[Source records]
-- Opening Marker --
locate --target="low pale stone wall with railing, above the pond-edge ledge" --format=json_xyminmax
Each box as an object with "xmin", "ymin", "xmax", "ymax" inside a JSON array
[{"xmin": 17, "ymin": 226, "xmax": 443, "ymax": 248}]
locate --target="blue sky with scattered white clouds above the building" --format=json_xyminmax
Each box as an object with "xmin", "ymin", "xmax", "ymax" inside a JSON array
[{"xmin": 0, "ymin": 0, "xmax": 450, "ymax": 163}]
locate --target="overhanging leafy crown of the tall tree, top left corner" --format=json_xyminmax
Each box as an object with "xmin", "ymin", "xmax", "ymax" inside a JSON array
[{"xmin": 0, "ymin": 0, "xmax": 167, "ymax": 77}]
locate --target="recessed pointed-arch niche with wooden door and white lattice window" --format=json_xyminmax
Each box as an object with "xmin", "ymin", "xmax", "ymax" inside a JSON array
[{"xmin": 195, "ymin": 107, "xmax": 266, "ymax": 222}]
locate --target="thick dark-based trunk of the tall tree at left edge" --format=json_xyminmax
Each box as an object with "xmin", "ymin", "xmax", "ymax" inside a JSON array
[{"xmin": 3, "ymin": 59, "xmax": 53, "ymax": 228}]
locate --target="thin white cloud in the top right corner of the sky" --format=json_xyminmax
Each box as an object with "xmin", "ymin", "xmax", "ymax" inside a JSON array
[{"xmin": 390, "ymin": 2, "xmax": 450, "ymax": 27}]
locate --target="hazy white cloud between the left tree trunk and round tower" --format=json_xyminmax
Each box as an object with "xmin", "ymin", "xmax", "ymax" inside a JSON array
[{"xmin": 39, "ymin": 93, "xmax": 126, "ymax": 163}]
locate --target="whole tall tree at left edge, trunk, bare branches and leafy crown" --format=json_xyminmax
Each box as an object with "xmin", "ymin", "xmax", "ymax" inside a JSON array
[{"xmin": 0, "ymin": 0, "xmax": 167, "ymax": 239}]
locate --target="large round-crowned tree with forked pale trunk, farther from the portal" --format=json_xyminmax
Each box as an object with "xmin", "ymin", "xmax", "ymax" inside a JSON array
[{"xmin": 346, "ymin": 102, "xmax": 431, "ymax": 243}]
-- Closing Marker --
■ Exercise description ■
Reproduce the data above in full, keeping it exactly the same.

■ Completed task ■
locate --target="low pale stone wall with railing, above the pond-edge ledge" --format=json_xyminmax
Each box as an object with "xmin", "ymin", "xmax", "ymax" inside a JSON array
[{"xmin": 17, "ymin": 226, "xmax": 443, "ymax": 248}]
locate --target="blue sky with scattered white clouds above the building" --format=json_xyminmax
Each box as an object with "xmin", "ymin", "xmax", "ymax" inside a JSON array
[{"xmin": 0, "ymin": 0, "xmax": 450, "ymax": 163}]
locate --target="overhanging leafy crown of the tall tree, top left corner" --format=json_xyminmax
Each box as an object with "xmin", "ymin", "xmax", "ymax" inside a JSON array
[{"xmin": 0, "ymin": 0, "xmax": 167, "ymax": 77}]
locate --target="recessed pointed-arch niche with wooden door and white lattice window" --format=json_xyminmax
Each box as an object with "xmin", "ymin", "xmax", "ymax" inside a JSON array
[{"xmin": 195, "ymin": 107, "xmax": 266, "ymax": 222}]
locate --target="thick dark-based trunk of the tall tree at left edge" --format=json_xyminmax
Each box as an object with "xmin", "ymin", "xmax", "ymax" inside a JSON array
[{"xmin": 3, "ymin": 59, "xmax": 53, "ymax": 228}]
locate --target="thin white cloud in the top right corner of the sky" --format=json_xyminmax
Each box as an object with "xmin", "ymin", "xmax", "ymax" inside a JSON array
[{"xmin": 390, "ymin": 2, "xmax": 450, "ymax": 27}]
locate --target="hazy white cloud between the left tree trunk and round tower" --format=json_xyminmax
Each box as an object with "xmin", "ymin", "xmax", "ymax" inside a JSON array
[{"xmin": 39, "ymin": 93, "xmax": 126, "ymax": 163}]
locate --target="whole tall tree at left edge, trunk, bare branches and leafy crown" --format=json_xyminmax
Each box as an object with "xmin", "ymin", "xmax", "ymax" inside a JSON array
[{"xmin": 0, "ymin": 0, "xmax": 167, "ymax": 239}]
locate --target="large round-crowned tree with forked pale trunk, farther from the portal" --format=json_xyminmax
Each box as an object with "xmin", "ymin", "xmax", "ymax" inside a JSON array
[{"xmin": 346, "ymin": 102, "xmax": 431, "ymax": 243}]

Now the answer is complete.